WHAT THE TASK ASKS ▸ None of the images should appear in your copy. Transcribe the data in full.

** MATERIAL FOR THIS EXERCISE follows **

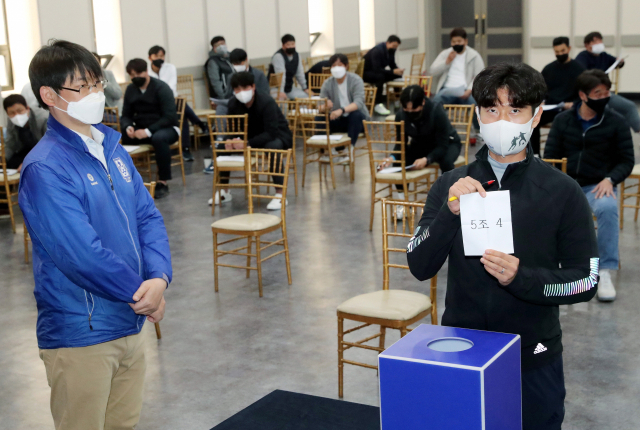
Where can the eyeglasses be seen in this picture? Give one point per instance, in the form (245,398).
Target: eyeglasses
(86,88)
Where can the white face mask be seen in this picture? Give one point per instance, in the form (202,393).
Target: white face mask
(20,120)
(598,48)
(88,110)
(504,137)
(338,72)
(244,96)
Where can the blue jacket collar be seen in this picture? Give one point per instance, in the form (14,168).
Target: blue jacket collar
(111,137)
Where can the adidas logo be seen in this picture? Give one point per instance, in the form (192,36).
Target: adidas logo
(540,348)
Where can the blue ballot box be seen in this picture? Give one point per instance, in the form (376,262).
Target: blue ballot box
(451,378)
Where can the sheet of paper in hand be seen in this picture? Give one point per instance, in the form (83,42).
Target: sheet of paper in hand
(486,223)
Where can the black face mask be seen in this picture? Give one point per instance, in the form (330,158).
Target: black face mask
(598,105)
(138,81)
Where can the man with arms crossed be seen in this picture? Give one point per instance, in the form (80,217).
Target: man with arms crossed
(556,254)
(101,258)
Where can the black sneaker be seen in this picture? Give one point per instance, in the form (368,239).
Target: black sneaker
(186,155)
(162,190)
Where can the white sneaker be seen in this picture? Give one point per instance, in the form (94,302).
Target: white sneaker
(276,204)
(380,109)
(606,290)
(226,197)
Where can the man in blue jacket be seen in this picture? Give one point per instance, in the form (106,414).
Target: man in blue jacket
(101,258)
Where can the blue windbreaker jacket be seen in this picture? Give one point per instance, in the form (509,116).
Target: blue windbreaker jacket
(96,235)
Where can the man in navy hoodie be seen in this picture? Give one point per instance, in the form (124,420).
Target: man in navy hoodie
(101,257)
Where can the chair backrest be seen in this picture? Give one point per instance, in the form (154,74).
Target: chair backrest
(315,82)
(185,89)
(557,161)
(265,163)
(382,143)
(461,118)
(370,98)
(111,118)
(395,235)
(416,63)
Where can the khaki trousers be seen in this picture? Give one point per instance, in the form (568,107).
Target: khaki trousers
(97,387)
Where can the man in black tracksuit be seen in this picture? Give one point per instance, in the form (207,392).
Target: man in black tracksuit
(556,255)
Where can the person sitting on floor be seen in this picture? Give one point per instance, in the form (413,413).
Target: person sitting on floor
(595,57)
(344,92)
(268,128)
(380,67)
(287,61)
(168,74)
(149,117)
(598,145)
(24,130)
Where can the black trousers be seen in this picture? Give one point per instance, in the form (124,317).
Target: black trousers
(547,117)
(543,394)
(378,79)
(160,140)
(274,144)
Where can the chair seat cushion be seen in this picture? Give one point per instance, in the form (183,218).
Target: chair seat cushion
(410,174)
(399,305)
(247,222)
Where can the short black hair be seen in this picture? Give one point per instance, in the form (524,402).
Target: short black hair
(242,79)
(14,99)
(458,32)
(589,79)
(525,85)
(287,38)
(394,38)
(154,50)
(335,57)
(413,94)
(593,35)
(137,65)
(58,61)
(216,39)
(562,40)
(237,56)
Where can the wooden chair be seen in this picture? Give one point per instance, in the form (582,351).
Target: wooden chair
(381,144)
(252,226)
(314,120)
(635,174)
(227,127)
(9,184)
(151,187)
(289,109)
(389,309)
(315,82)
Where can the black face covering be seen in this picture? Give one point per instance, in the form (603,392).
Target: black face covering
(138,81)
(598,105)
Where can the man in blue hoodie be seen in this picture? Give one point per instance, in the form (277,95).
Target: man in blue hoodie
(101,257)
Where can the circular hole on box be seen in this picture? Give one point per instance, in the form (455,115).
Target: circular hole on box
(450,344)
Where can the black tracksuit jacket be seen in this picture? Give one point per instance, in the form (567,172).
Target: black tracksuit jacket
(553,237)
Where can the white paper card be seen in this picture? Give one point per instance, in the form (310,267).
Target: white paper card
(486,223)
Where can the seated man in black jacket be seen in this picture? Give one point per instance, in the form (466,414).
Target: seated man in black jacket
(599,148)
(556,255)
(380,67)
(268,128)
(560,77)
(149,117)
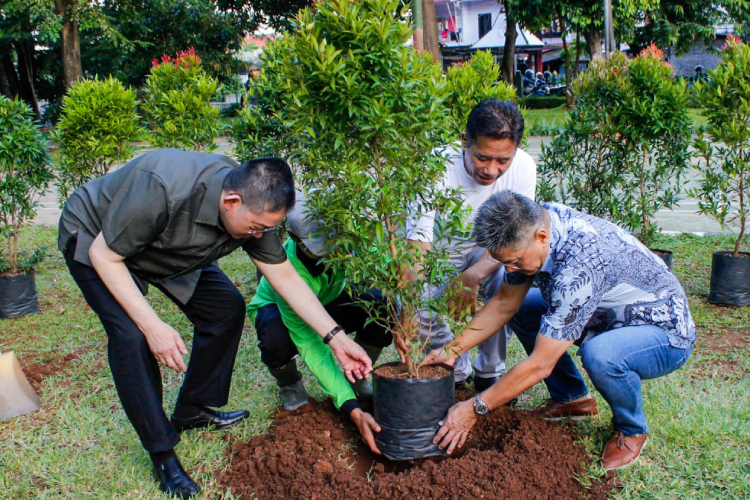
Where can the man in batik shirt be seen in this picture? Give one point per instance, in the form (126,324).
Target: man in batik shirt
(598,288)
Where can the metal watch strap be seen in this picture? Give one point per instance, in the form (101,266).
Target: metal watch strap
(329,336)
(480,407)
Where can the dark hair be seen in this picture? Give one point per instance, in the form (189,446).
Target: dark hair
(506,220)
(265,184)
(495,119)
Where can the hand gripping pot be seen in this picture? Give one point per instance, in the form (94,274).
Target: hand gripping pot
(408,411)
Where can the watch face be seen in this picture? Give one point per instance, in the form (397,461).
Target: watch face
(480,407)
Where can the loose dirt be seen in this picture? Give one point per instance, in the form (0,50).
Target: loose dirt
(398,370)
(314,453)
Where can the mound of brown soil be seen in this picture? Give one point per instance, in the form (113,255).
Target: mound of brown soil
(313,453)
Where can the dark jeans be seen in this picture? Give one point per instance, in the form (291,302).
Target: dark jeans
(276,345)
(217,311)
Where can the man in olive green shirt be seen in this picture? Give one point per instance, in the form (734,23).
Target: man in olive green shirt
(164,219)
(282,334)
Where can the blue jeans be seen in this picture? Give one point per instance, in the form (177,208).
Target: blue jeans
(616,361)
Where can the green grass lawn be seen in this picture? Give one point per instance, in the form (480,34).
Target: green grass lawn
(80,445)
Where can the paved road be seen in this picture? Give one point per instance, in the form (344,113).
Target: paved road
(682,219)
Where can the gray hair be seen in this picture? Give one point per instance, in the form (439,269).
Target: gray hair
(506,220)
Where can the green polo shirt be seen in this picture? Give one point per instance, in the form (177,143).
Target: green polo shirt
(318,357)
(161,212)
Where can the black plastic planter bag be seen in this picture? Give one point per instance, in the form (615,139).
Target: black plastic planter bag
(18,296)
(408,411)
(730,279)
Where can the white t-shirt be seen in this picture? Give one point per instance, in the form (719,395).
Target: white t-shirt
(520,177)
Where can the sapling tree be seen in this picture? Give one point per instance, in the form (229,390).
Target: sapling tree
(724,166)
(624,149)
(368,118)
(96,129)
(653,122)
(24,174)
(471,82)
(177,105)
(258,131)
(582,165)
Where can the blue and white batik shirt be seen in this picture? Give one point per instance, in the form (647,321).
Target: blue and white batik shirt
(597,277)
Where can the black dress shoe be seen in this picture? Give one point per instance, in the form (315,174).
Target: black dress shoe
(173,479)
(207,417)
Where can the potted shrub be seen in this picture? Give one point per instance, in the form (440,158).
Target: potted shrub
(724,168)
(656,128)
(471,82)
(96,128)
(367,118)
(24,174)
(624,150)
(176,103)
(581,166)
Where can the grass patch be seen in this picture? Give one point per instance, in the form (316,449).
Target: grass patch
(80,445)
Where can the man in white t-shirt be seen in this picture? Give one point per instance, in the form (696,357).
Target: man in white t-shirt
(488,162)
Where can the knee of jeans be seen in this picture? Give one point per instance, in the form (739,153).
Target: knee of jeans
(127,338)
(596,363)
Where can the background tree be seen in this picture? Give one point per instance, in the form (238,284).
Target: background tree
(655,128)
(679,24)
(96,129)
(471,82)
(177,105)
(24,174)
(724,190)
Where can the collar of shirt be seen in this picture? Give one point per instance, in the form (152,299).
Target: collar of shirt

** End of MATERIAL FOR THIS EXERCISE **

EXERCISE RESPONSE ▸
Where can the eyeglasses be seen in this picture? Give one point per instance, in the form (245,398).
Target: eyeglasses
(86,88)
Where can the white face mask be seen in this picture? Give one point per instance, in the form (202,393).
Target: white face mask
(20,120)
(598,48)
(88,110)
(504,137)
(338,72)
(244,96)
Where can the blue jacket collar be seen in this picture? Give one point per instance, in the form (14,168).
Target: blue jacket collar
(111,137)
Where can the adidas logo be seen in this picture? Give one point per instance, in the form (192,36).
Target: adidas logo
(540,348)
Where can the blue ballot box be seen in this picture? Give one point per instance, in the form (376,262).
Target: blue ballot box
(451,378)
Where can the sheet of paper in hand be seen in this picture? Give one point per instance, in the form (83,42).
Target: sheet of paper in hand
(486,223)
Where can the black face mask be seen in this picture? Give one point per instance, in the form (330,158).
Target: black face mask
(598,105)
(138,81)
Where can the man with arms crossed be seen in this picture? Give one point per instance, in the form (80,217).
Target: man with arms crossed
(556,254)
(101,258)
Where can the black sneaker be seen in this picture? Give one point per instance, in the form (368,239).
Target: black sneaker
(186,155)
(162,190)
Where can the white sneaker be seen in this picture? Give one point per instance, in the form (94,302).
Target: white sneaker
(276,204)
(380,109)
(606,290)
(226,197)
Where can the man in blue jacket be seen in this picture? Give one point per instance, in the form (106,414).
Target: man in blue jacket
(101,258)
Where can the blue windbreaker jacket be seen in this picture? Give one point per instance, in the form (509,116).
Target: blue windbreaker jacket
(96,235)
Where can the man in navy hoodie be seen in this picture? Give one point per instance, in the form (124,420).
Target: man in navy hoodie
(101,257)
Where can the chair backrest be seen in this picture? Give one point per instance, in the form (154,74).
Target: chair backrest
(315,82)
(185,89)
(557,161)
(265,163)
(382,143)
(461,118)
(370,98)
(111,118)
(395,235)
(416,63)
Where can the khaki trousers be seen in this picture? Give one point per instance, in the form (568,107).
Target: khaki trousers
(97,387)
Where can the man in black tracksuit be seen in this picture? Give one point per instance, in the form (207,392).
Target: man in black tracksuit
(556,255)
Where can the person sitting on floor be seen in this picture? Give one point per instance, in the form (413,413).
Target: person sitting on floor
(595,57)
(344,92)
(268,128)
(380,67)
(287,61)
(168,74)
(149,117)
(598,145)
(24,130)
Where can the black trousers be seen in this picture? Give one point per instance, in the form (124,317).
Target: black trousers
(547,117)
(543,394)
(378,79)
(160,140)
(274,144)
Where can the chair seat cushion be seen in this picture? Give one point per instance, in the form (183,218).
Target: chair seat cushion
(410,174)
(399,305)
(247,222)
Where can the short black hair be seen in this picture? Give one point per instance, in the form (524,402).
Target: short black hair
(242,79)
(14,99)
(458,32)
(589,79)
(525,85)
(287,38)
(394,38)
(154,50)
(335,57)
(413,94)
(593,35)
(137,65)
(58,61)
(216,39)
(562,40)
(237,56)
Where can the wooden chair be seen in this picture? Give one point per instance, in the form (582,351).
Target: wooden chair
(381,144)
(252,226)
(314,120)
(635,174)
(227,127)
(9,184)
(151,187)
(289,109)
(389,309)
(315,82)
Where can the black face covering be seen in this picture? Give one point per instance, in the form (603,392).
Target: black face covering
(138,81)
(598,105)
Where can the man in blue hoodie be seen in this picture? Give one point per instance, in the form (277,95).
Target: man in blue hoodie
(101,257)
Where can the circular hole on box be seen in this picture? Give one point per instance, in the form (455,115).
Target: circular hole on box
(450,344)
Where can the black tracksuit jacket be seen in this picture? Give one point per instance, in the form (567,172).
Target: black tracksuit jacket
(553,237)
Where can the white paper card be seen in this picture? Give one point per instance, in the form (310,267).
Target: white paper card
(486,223)
Where can the seated man in black jacket be seen in this picture? Give one point per instance, in the form (466,414).
Target: seated man in black jacket
(599,148)
(556,255)
(380,67)
(268,128)
(560,77)
(149,117)
Where can the man in batik shirt be seen in this picture? Give one point per instance, in the form (126,324).
Target: man in batik shirt
(598,288)
Where can the metal watch strap be seen in this picture? Give one point per instance, in the form (101,266).
Target: metal watch strap
(329,336)
(480,407)
Where can the dark hair be seen in this picture? Give one point per instance, in the form (189,446).
Target: dark hair
(506,220)
(265,184)
(495,119)
Where can the hand gripping pot be seen in this picture? Give one point per instance, in the form (94,274).
Target: hand gripping pot
(408,411)
Where can the watch face be seen in this picture? Give one point per instance, in the form (397,461).
Target: watch face
(480,407)
Where can the loose dirt be seen in this picture? Give one point per instance, in the form (0,50).
Target: loose dirt
(398,370)
(314,453)
Where can the mound of brown soil be seen in this picture? Give one point per instance, in the form (113,255).
Target: mound of brown soil
(313,453)
Where can the dark jeans be seen in this picture? Give one point per instance, in the form (291,302).
Target: dark jeans
(276,345)
(217,311)
Where can the man in olive green shirt be seen in this picture? Give one point per instance, in the form (734,23).
Target: man in olive green shirt
(164,219)
(282,334)
Where can the blue jeans be seen in this picture? Give one point per instance, in the form (177,208).
Target: blue jeans
(616,361)
Where can the green grass lawn be seen in this picture? Give one point per instance, in the form (480,34).
Target: green grass lawn
(80,445)
Where can the paved road be seen in this picture? Give one point per instance, in the form (344,113).
Target: paved road
(682,219)
Where can the gray hair be seen in this picture? Give one point per instance, in the form (439,269).
Target: gray hair
(506,220)
Where can the green polo shirt be seen in this picture? Give one point per instance, in the form (177,143).
Target: green polo shirt
(318,357)
(161,212)
Where can the black plastic planter bag be seen in this picture? Give one point per instance, in the form (615,139).
Target: black plastic planter bag
(18,296)
(408,411)
(730,279)
Where can the white t-shirt be seen in this picture? Give one point per instance, in the form (719,395).
Target: white t-shirt
(520,177)
Where can the sapling tree be seen in this picture? Give one point per instance, in the form (229,390).
Target: sapling tree
(724,166)
(624,149)
(368,118)
(96,129)
(653,122)
(24,174)
(471,82)
(177,105)
(258,131)
(582,165)
Where can the blue and white batik shirt be seen in this picture? Give one point per instance, in the form (647,321).
Target: blue and white batik shirt
(597,277)
Where can the black dress shoe be seen in this picture? Give one point per instance, in the form (315,174).
Target: black dress shoe
(173,479)
(207,417)
Where can the potted shrub be seen in this picture? Give one point per instance, in the form (440,158).
Target: potted shrub
(724,168)
(656,128)
(471,82)
(96,128)
(367,118)
(24,174)
(624,150)
(176,103)
(581,166)
Where can the grass patch be seen in this picture? Give one point per instance, in the form (316,449).
Target: grass patch
(80,445)
Where can the man in white t-shirt be seen in this picture? Give one point per instance, in the form (696,357).
Target: man in white t-shirt
(488,162)
Where can the knee of jeans be seen in this picture? Give one point per instance, in the form (739,153).
Target: knee of jeans
(127,338)
(596,363)
Where can the background tree be seen in this picture? Give one point per instance, in the form (238,284).
Target: background tree
(655,128)
(679,24)
(96,129)
(471,82)
(177,105)
(24,174)
(724,190)
Where can the collar of shirt be seen in this picture? Give one point per instance, in the form (152,299).
Target: collar of shirt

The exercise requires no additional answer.